▸ **Given instruction**:
Return the line containing "Note: indicate the shrub" and all lines after it exactly; stop at the end of the material.

###

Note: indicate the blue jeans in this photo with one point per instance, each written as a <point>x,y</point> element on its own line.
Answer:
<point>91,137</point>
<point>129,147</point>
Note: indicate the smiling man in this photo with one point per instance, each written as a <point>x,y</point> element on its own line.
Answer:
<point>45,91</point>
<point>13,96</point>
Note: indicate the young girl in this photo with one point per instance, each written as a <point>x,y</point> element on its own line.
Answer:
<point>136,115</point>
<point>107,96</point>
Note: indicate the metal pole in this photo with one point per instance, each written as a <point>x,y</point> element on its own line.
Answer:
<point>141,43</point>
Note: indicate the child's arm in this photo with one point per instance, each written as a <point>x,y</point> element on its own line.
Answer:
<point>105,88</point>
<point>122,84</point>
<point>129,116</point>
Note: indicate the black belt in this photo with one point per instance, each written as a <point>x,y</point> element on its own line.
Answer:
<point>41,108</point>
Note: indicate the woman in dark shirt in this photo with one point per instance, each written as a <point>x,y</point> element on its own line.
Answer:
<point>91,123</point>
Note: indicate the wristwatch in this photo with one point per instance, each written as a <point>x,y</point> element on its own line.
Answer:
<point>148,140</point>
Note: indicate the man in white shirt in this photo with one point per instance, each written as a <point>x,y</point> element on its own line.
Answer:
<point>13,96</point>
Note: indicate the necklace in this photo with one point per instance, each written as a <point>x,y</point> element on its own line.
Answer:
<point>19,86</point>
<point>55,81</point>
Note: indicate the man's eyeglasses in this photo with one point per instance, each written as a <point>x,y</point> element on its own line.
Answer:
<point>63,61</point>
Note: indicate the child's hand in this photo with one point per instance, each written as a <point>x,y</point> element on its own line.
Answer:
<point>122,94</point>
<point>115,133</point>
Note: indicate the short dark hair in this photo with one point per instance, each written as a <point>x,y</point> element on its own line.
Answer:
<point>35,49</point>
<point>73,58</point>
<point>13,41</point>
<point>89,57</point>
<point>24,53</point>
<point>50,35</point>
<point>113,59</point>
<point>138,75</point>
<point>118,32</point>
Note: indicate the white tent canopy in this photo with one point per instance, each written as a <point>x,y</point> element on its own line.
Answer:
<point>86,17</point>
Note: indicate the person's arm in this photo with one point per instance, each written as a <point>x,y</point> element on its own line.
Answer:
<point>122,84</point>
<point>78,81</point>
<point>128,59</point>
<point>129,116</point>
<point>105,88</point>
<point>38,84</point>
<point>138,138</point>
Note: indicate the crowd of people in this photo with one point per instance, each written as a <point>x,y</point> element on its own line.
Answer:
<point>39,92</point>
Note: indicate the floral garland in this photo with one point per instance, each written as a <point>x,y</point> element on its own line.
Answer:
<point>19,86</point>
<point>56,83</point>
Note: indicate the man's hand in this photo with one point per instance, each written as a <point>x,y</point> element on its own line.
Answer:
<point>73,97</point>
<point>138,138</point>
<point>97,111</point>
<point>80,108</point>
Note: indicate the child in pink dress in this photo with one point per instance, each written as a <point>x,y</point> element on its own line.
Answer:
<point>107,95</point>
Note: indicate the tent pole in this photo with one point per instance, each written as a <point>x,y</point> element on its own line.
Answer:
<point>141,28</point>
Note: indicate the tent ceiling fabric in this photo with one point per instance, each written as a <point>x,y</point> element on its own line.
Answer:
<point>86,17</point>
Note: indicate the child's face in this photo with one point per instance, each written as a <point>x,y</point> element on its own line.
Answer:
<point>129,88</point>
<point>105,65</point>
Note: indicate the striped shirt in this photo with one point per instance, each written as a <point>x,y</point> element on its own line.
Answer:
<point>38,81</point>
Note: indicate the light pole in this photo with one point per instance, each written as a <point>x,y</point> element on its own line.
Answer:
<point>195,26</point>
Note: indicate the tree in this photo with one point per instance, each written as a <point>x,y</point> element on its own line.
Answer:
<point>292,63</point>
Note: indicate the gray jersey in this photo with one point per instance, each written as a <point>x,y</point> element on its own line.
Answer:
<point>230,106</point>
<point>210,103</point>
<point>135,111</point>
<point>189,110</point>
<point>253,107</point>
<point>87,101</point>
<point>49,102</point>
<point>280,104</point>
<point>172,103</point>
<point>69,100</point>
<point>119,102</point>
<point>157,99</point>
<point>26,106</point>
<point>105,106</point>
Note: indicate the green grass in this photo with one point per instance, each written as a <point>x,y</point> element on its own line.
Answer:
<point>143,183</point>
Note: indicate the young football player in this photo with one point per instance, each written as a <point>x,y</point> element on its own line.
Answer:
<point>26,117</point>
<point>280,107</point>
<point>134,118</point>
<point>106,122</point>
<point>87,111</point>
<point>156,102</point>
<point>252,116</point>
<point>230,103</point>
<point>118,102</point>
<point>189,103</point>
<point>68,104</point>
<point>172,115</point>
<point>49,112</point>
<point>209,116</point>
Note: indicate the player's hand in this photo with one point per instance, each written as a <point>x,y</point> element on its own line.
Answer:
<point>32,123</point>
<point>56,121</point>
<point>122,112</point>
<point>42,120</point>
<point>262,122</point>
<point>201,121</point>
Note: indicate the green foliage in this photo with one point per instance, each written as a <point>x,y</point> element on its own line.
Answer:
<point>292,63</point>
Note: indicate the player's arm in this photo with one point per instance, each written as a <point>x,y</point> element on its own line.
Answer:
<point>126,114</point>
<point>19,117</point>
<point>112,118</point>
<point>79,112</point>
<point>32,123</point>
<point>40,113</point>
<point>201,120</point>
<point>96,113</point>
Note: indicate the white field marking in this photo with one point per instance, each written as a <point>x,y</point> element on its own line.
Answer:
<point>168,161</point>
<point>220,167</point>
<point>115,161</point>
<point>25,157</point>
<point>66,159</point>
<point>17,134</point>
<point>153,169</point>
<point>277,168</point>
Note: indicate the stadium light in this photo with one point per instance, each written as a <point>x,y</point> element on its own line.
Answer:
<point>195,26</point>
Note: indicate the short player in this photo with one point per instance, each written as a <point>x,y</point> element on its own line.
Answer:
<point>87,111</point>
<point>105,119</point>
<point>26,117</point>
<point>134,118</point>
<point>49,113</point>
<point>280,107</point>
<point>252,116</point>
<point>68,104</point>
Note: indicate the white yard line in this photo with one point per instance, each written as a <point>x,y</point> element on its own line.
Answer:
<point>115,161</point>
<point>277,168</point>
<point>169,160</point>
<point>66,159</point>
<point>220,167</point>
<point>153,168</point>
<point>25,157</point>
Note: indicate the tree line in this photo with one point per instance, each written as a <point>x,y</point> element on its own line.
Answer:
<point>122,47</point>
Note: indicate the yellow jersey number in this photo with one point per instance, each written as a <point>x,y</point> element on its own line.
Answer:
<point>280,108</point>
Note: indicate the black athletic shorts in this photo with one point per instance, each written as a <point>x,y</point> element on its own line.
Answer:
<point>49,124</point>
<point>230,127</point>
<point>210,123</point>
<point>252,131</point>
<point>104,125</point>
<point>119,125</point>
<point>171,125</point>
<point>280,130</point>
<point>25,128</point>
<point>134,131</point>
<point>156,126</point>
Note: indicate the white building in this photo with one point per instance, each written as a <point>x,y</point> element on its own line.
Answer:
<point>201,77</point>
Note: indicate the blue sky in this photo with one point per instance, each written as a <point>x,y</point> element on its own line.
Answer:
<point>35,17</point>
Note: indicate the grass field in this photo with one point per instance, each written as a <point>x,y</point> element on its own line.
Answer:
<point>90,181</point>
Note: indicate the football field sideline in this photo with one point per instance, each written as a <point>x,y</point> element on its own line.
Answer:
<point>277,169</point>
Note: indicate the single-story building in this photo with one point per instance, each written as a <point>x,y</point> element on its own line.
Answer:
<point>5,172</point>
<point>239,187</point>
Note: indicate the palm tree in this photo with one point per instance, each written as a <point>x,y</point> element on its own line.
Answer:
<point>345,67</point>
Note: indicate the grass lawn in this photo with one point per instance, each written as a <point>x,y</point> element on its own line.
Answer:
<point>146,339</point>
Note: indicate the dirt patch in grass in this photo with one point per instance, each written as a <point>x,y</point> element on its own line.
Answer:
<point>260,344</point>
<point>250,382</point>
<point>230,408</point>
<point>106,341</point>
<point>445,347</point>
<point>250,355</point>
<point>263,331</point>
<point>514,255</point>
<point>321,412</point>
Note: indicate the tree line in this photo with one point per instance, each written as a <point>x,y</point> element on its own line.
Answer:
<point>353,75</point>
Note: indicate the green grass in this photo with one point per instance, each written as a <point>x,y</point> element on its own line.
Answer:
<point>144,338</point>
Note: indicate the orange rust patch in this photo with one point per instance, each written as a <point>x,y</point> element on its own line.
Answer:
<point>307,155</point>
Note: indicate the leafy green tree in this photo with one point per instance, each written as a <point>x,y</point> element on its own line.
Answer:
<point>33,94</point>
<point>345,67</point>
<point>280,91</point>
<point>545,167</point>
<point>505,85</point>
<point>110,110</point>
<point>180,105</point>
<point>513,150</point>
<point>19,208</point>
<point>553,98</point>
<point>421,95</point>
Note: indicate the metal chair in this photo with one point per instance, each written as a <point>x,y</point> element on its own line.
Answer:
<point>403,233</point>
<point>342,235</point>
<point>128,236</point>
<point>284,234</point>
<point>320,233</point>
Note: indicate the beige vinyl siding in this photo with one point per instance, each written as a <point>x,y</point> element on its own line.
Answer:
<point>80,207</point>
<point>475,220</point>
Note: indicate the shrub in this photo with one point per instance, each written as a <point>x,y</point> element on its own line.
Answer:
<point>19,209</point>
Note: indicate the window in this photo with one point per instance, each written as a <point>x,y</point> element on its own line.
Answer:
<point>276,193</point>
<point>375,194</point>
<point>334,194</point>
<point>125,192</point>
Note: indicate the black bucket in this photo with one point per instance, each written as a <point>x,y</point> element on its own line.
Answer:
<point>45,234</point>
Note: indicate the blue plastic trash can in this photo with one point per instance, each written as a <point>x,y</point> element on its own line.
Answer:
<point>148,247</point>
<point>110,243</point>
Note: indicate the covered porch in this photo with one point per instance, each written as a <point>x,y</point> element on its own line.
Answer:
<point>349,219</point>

###

▸ **Finished exercise**:
Note: indicate the shrub in this photo with one point per instance, each written as a <point>x,y</point> element on its own line.
Answer:
<point>19,209</point>
Note: indicate the window in this photo with one point per instance, each written as a <point>x,y</point> element on its own line.
Answer:
<point>276,193</point>
<point>375,194</point>
<point>334,194</point>
<point>125,192</point>
Note: indicate the black bucket in this photo with one point per instance, each written as a <point>x,y</point> element on its own line.
Answer:
<point>45,234</point>
Note: indicate the blue plastic trash can in this photo with one point per instance, each written as a <point>x,y</point> element on its own line.
Answer:
<point>148,247</point>
<point>110,243</point>
Note: indicate the covered porch in this photo with one point per instance, each written as a <point>x,y</point> element on its own line.
Answer:
<point>349,219</point>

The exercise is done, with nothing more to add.